### Selected passage:
In this episode of TFBTV, James review’s Ruger’s new piston operated AR10, the Ruger SR762, with and without a silencer. The Ruger comes with a bevy of features and accessories, right out of the box including:
-Two piece chromed piston and 4-position regulator
-Free float handrail drilled and tapped for rail additions
-Front and rear Samson flip up sights
-Mil-spec fluted barrel with 1/10 twist
-Hogue pistol grip
-Chromed bolt and bolt carrier
-Three Magpul 20rd magazines
-Soft carrying case
And with all of these features, the SR762 can be had, street price, for $1600-$1700. much less than many competitors on the market. Is this just a great deal, or another case of “you get what you pay for?” Watch to find out.
Full transcript …
– Hey guys, James again from TFB TV, and today we’ve got the piston-fired Ruger SR-762.
This is an extension.
Obviously it’s the 308 or 762 NATO version of the SR-556.
I was thinking earlier today about how Ruger used to not even make AR’s, and now, I mean, they’re just coming up with hit after hit after hit.
This one’s pretty well-equipped.
Comes with three Magpul mags, nice carrying case, and it just feels good.
I mean, it just feels like a good rifle.
It’s got an adjustable piston system, as I’ll show you a little bit later, where you can run it, you know.
You can gas it up, you can gas it down, whatever you need to do at that time.

### Information provided:
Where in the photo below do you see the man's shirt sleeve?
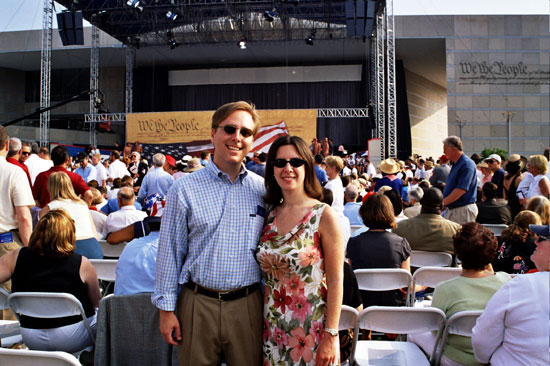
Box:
[151,184,189,311]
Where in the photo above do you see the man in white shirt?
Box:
[92,153,107,187]
[25,142,53,185]
[325,156,344,214]
[107,150,130,182]
[103,187,147,237]
[74,151,97,183]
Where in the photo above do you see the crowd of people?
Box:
[0,102,550,366]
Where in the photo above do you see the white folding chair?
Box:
[481,224,508,236]
[0,348,81,366]
[99,240,127,258]
[90,259,118,282]
[353,268,412,296]
[411,250,453,267]
[354,306,445,366]
[407,267,462,306]
[8,292,95,354]
[90,259,118,296]
[338,305,359,365]
[0,288,23,347]
[434,310,483,366]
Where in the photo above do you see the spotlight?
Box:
[126,0,143,12]
[238,38,246,50]
[305,29,317,46]
[264,8,277,23]
[166,10,178,21]
[166,31,180,50]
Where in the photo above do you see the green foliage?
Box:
[481,147,508,161]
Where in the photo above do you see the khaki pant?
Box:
[177,286,263,366]
[444,203,478,225]
[0,231,23,320]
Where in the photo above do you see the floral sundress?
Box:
[256,204,327,366]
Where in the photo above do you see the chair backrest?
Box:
[90,259,118,282]
[0,287,10,310]
[0,348,80,366]
[435,310,483,365]
[8,292,95,342]
[407,267,462,305]
[99,240,127,258]
[481,224,508,236]
[359,306,445,334]
[338,305,359,365]
[353,268,412,291]
[338,305,359,330]
[411,250,453,267]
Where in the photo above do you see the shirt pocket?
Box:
[249,214,265,251]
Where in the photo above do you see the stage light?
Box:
[126,0,143,12]
[264,8,278,23]
[166,31,180,50]
[305,29,317,46]
[166,10,178,20]
[238,38,246,50]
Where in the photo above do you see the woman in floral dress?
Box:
[257,136,344,366]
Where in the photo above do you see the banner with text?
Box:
[126,109,317,144]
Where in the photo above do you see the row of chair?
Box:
[354,267,462,306]
[339,305,482,366]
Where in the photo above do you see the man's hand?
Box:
[159,310,181,346]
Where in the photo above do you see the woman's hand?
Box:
[315,332,340,366]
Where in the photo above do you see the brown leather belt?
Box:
[185,281,260,301]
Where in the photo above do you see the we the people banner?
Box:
[126,109,317,144]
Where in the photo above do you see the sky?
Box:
[0,0,550,33]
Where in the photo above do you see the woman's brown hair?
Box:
[29,210,76,259]
[264,135,323,207]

### Tasks:
(1) Scale the part of the listing that runs from its first line through the line containing "[256,204,327,366]" by writing those lines out again, requests included, with every box coordinate in the answers multiplied by 2.15 and rounded to a whole number, halves rounded up. Leave the pictures out of what you write.
(2) Carry the Ruger SR762 review forward from where it stops by writing the next part.
The Ruger SR762 review and the listing have no connection to each other.

### Results in order:
(1)
Where in the photo below do you see the man's shirt sleeve?
Box:
[325,396,406,669]
Where in the photo above do you see the man in white shirt?
Box:
[198,329,230,402]
[54,305,114,398]
[699,335,740,460]
[230,323,280,391]
[221,402,316,510]
[159,325,209,393]
Where in the photo above do you see the crowd of people?
Box:
[0,219,1183,787]
Where in the photo above do you see the white folding chair?
Box:
[1034,482,1092,507]
[0,748,174,787]
[213,516,273,555]
[194,557,254,606]
[759,576,886,636]
[884,538,974,574]
[761,658,957,787]
[875,574,993,658]
[17,628,204,761]
[194,557,254,636]
[727,656,772,785]
[0,619,49,746]
[933,667,1038,787]
Where in the photo above do you see the spotlight?
Box:
[271,0,307,26]
[512,82,529,108]
[656,62,682,99]
[568,17,596,49]
[357,22,383,45]
[357,67,387,108]
Where in the photo above do you see the green foliage?
Box:
[1034,316,1092,346]
Where in the photo above do you see the khaki pant?
Box:
[381,615,565,787]
[955,436,1028,484]
[0,497,49,688]
Where in the photo above do you see the floral sundress?
Box:
[550,439,703,787]

(2)
You’re shooting a suppressor, you’re shooting unlubricated, dirty gun, you can adjust that and that’s an essential feature in a piston-fired gun because it’s kind of like, if you can’t adjust the gas, what’s the point? So let’s fire this thing up.
The Ruger comes with a ton of features right out of the box.
To begin with, it’s got a chrome-plated two-stage piston with an adjustable regulator.
It has a chrome-lined cold hammer-forged mil-spec 41V45 barrel.
The barrel’s actually fluted under the hand guards to reduce weight.
It features 5/8 x 24 threads so you can add some muzzle devices.
A chrome-plated bolt and chrome-plated bolt carrier.
The stock uses a mil-spec buffer tube.
It has folding front and rear iron sights which I initially thought were Troy, but apparently, according to Ruger, they’re Samson manufacturer.
It also has a very nice, smooth-sided light-weight adaptable hand guard.
It has a picatinny rail that runs all along the 12 o’clock position, but the hand guard’s also drilled and tapped for additional rails at 3 o’clock, 6 o’clock, and 9 o’clock.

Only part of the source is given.